TASK INPUT start

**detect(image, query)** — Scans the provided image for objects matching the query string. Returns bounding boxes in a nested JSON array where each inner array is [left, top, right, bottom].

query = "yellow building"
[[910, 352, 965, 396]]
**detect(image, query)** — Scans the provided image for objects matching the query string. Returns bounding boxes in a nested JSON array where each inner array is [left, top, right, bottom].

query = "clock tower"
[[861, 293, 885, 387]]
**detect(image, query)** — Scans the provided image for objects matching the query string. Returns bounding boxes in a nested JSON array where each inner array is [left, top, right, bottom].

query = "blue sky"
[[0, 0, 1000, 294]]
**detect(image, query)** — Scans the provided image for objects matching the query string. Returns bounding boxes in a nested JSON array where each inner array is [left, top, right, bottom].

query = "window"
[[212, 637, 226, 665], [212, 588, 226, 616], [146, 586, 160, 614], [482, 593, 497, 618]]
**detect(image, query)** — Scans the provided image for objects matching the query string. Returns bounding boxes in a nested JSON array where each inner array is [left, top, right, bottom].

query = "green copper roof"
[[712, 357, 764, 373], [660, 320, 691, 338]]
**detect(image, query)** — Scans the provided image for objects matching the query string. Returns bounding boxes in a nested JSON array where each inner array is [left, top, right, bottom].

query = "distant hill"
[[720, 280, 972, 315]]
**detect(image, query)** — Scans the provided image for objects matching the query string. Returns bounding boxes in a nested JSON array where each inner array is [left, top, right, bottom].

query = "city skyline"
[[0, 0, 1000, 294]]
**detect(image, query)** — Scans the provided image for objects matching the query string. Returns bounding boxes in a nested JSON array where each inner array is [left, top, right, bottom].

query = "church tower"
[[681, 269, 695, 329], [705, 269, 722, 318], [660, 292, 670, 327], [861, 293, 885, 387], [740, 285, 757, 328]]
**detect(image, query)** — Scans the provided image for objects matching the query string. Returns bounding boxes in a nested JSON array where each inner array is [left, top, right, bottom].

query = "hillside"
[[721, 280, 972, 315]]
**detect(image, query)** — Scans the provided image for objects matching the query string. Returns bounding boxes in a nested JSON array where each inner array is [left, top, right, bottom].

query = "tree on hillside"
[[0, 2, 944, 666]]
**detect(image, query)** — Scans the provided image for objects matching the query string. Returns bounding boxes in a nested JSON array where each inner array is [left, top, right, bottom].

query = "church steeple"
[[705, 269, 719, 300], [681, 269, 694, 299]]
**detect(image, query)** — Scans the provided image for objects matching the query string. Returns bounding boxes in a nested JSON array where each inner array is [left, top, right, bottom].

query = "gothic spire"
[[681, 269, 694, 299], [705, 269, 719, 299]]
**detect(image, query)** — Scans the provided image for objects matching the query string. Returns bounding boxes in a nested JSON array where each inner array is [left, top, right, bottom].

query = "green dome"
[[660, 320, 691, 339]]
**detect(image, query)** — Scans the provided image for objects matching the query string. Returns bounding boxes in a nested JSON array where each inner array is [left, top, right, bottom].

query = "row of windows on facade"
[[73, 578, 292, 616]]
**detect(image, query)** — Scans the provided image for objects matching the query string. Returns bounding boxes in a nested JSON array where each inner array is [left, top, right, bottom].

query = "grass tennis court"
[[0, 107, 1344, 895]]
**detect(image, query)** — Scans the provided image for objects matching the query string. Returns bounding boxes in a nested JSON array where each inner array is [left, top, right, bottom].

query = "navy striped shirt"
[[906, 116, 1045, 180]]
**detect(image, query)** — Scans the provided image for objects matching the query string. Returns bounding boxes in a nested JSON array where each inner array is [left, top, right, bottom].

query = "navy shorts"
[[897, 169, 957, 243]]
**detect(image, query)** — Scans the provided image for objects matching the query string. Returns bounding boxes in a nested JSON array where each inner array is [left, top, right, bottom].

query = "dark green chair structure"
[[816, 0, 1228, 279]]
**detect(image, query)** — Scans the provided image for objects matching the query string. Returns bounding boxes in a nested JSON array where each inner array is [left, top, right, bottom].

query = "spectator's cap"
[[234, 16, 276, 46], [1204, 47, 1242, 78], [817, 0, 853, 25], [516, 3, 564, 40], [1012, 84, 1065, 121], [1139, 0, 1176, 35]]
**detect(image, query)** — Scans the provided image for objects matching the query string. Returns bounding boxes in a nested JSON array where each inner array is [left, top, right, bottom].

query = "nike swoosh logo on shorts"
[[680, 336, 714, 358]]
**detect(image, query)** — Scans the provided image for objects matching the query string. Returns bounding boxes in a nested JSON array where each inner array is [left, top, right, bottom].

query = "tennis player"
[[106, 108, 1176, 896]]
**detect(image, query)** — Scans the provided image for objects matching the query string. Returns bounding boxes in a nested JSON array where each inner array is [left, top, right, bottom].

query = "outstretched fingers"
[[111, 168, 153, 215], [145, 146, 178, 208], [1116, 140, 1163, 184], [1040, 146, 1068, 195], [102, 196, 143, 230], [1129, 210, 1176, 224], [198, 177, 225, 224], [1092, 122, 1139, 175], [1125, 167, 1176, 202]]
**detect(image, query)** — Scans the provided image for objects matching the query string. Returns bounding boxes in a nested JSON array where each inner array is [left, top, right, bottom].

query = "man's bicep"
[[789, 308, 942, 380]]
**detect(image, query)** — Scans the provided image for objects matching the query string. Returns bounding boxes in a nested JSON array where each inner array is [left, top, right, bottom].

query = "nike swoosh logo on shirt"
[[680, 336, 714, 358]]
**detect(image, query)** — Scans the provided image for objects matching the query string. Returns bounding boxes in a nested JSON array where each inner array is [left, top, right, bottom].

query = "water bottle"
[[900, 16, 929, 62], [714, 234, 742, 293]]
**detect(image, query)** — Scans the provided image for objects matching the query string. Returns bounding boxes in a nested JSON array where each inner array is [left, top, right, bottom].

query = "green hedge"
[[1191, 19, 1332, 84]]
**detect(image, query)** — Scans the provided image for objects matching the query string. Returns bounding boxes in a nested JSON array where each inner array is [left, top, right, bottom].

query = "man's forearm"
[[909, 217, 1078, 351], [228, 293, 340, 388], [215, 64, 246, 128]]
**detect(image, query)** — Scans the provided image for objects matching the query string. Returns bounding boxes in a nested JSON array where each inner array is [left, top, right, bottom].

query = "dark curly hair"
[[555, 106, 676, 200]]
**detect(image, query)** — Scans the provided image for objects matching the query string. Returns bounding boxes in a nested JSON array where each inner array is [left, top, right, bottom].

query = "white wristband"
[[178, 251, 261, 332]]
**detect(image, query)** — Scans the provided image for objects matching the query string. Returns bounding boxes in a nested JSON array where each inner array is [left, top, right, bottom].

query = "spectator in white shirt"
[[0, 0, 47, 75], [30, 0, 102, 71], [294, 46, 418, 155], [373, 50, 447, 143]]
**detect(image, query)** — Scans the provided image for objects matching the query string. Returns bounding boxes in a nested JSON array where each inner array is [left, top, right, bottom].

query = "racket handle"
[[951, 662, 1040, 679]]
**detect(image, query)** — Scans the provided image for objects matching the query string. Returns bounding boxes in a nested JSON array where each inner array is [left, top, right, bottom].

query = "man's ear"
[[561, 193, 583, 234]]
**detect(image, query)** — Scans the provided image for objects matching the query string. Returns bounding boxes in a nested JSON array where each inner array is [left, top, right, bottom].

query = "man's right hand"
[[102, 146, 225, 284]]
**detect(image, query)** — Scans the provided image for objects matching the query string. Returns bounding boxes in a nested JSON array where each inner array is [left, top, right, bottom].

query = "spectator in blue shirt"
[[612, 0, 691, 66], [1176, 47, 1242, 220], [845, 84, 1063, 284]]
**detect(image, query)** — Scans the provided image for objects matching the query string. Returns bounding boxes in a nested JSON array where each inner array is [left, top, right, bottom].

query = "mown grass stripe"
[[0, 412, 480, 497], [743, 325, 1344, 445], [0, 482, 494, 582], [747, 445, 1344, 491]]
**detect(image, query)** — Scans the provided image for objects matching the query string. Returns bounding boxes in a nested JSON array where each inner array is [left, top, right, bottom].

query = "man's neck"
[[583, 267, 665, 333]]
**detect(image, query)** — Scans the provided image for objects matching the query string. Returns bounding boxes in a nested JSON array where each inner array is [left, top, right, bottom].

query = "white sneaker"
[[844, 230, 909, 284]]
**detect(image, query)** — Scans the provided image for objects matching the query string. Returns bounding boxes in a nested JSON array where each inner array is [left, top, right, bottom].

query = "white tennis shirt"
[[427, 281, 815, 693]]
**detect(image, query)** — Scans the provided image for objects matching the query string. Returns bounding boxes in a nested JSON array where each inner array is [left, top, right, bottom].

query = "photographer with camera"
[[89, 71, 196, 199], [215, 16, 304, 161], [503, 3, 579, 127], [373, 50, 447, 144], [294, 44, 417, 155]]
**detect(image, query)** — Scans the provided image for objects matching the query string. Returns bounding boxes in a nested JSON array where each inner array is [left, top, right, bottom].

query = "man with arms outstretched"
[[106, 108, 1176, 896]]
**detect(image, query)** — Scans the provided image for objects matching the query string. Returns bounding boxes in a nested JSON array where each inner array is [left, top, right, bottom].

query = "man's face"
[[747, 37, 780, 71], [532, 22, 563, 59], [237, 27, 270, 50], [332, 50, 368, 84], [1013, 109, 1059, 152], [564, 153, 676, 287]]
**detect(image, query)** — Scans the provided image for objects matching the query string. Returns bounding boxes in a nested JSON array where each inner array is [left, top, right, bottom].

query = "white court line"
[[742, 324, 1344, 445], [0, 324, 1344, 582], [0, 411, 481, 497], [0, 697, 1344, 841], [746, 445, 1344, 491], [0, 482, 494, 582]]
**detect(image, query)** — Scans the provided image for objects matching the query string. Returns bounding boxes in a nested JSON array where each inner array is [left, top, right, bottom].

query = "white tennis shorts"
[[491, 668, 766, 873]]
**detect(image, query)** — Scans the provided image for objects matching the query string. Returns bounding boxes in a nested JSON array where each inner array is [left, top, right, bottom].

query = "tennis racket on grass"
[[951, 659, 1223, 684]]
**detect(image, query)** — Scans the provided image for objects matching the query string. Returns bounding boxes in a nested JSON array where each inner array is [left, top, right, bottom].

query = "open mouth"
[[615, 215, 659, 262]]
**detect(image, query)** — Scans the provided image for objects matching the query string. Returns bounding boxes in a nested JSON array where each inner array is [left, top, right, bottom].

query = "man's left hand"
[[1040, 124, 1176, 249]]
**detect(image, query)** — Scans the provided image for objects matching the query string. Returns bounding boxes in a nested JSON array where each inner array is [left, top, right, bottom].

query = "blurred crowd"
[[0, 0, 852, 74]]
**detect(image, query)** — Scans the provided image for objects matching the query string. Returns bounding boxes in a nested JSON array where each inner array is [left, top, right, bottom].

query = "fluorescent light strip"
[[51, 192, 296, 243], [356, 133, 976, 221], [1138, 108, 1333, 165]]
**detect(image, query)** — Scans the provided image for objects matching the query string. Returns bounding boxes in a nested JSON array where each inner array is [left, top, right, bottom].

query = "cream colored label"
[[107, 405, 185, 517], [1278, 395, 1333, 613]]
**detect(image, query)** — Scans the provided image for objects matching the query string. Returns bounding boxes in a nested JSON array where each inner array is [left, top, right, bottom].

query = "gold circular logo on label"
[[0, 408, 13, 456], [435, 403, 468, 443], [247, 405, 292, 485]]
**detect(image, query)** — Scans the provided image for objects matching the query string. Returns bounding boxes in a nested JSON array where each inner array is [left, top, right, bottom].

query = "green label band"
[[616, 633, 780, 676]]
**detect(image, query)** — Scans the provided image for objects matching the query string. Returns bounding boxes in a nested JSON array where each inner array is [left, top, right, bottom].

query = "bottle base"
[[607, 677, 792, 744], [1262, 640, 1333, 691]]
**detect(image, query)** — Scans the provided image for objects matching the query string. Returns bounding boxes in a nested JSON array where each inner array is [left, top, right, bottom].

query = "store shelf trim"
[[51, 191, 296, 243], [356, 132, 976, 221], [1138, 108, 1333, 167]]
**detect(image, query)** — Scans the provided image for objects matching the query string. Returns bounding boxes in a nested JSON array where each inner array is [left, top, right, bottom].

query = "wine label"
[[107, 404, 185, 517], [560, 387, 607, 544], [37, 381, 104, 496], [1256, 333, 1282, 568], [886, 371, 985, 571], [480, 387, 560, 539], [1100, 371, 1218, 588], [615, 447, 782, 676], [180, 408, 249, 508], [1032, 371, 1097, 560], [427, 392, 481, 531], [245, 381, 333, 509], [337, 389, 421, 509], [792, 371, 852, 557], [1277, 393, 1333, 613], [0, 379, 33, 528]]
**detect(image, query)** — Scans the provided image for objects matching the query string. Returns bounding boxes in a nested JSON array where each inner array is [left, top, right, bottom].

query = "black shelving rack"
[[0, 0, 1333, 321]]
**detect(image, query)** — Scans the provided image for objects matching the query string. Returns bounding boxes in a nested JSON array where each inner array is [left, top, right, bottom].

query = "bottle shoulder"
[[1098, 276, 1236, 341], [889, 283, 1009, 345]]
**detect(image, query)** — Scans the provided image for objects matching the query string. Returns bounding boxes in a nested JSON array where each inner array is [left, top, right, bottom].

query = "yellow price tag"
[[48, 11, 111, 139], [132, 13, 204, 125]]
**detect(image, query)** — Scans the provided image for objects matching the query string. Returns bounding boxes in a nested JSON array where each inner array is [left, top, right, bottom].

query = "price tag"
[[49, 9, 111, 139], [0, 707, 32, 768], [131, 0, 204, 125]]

TASK INPUT end

PROBLEM. Starting from the first of the entries and ending after the line containing "285, 757, 328]]", format each line as a string in a JSON list, one per line, and leave out blank lines.

SOLUTION.
[
  "**detect(image, query)** — Scans the provided image for objects matching the query string. Returns bounding boxes in a nested JSON array where each inner array is [left, top, right, bottom].",
  "query = \"yellow building\"",
  "[[910, 352, 965, 396]]",
  "**detect(image, query)** — Scans the provided image for objects matching the query string. Returns bounding boxes in a nested JSON array where each inner array is [left, top, right, bottom].",
  "query = \"clock tower\"",
  "[[861, 293, 885, 387]]",
  "**detect(image, query)** — Scans the provided image for objects matching the query string. Returns bounding boxes in a nested JSON array where each inner array is [left, top, right, bottom].",
  "query = \"blue sky\"",
  "[[0, 0, 1000, 294]]",
  "**detect(image, query)** — Scans the provided image for objects matching the query string. Returns bounding boxes in a nested JSON array where each inner array is [left, top, right, bottom].",
  "query = \"window\"",
  "[[212, 637, 226, 665], [212, 588, 226, 616], [146, 586, 160, 614], [482, 593, 497, 618]]",
  "**detect(image, query)** — Scans the provided image for objects matching the query string. Returns bounding boxes in a nested JSON array where each inner array is [left, top, right, bottom].",
  "query = \"green copper roof\"",
  "[[712, 357, 764, 373], [660, 320, 691, 338]]",
  "**detect(image, query)** — Scans the provided image for objects matching the query string. Returns bounding boxes in a nested JSON array where each inner array is [left, top, right, bottom].",
  "query = \"distant hill\"",
  "[[720, 280, 972, 315]]",
  "**detect(image, query)** — Scans the provided image for objects matching the query string. Returns bounding boxes in a nested JSON array where each inner array is [left, top, right, bottom].",
  "query = \"city skyline\"",
  "[[0, 0, 1000, 294]]",
  "**detect(image, query)** — Scans the provided image for objects matching the query string. Returns bounding boxes in a nested JSON array where each inner array is [left, top, right, bottom].",
  "query = \"church tower\"",
  "[[681, 269, 695, 329], [705, 269, 722, 318], [660, 292, 670, 327], [861, 293, 885, 387], [740, 285, 757, 328]]"
]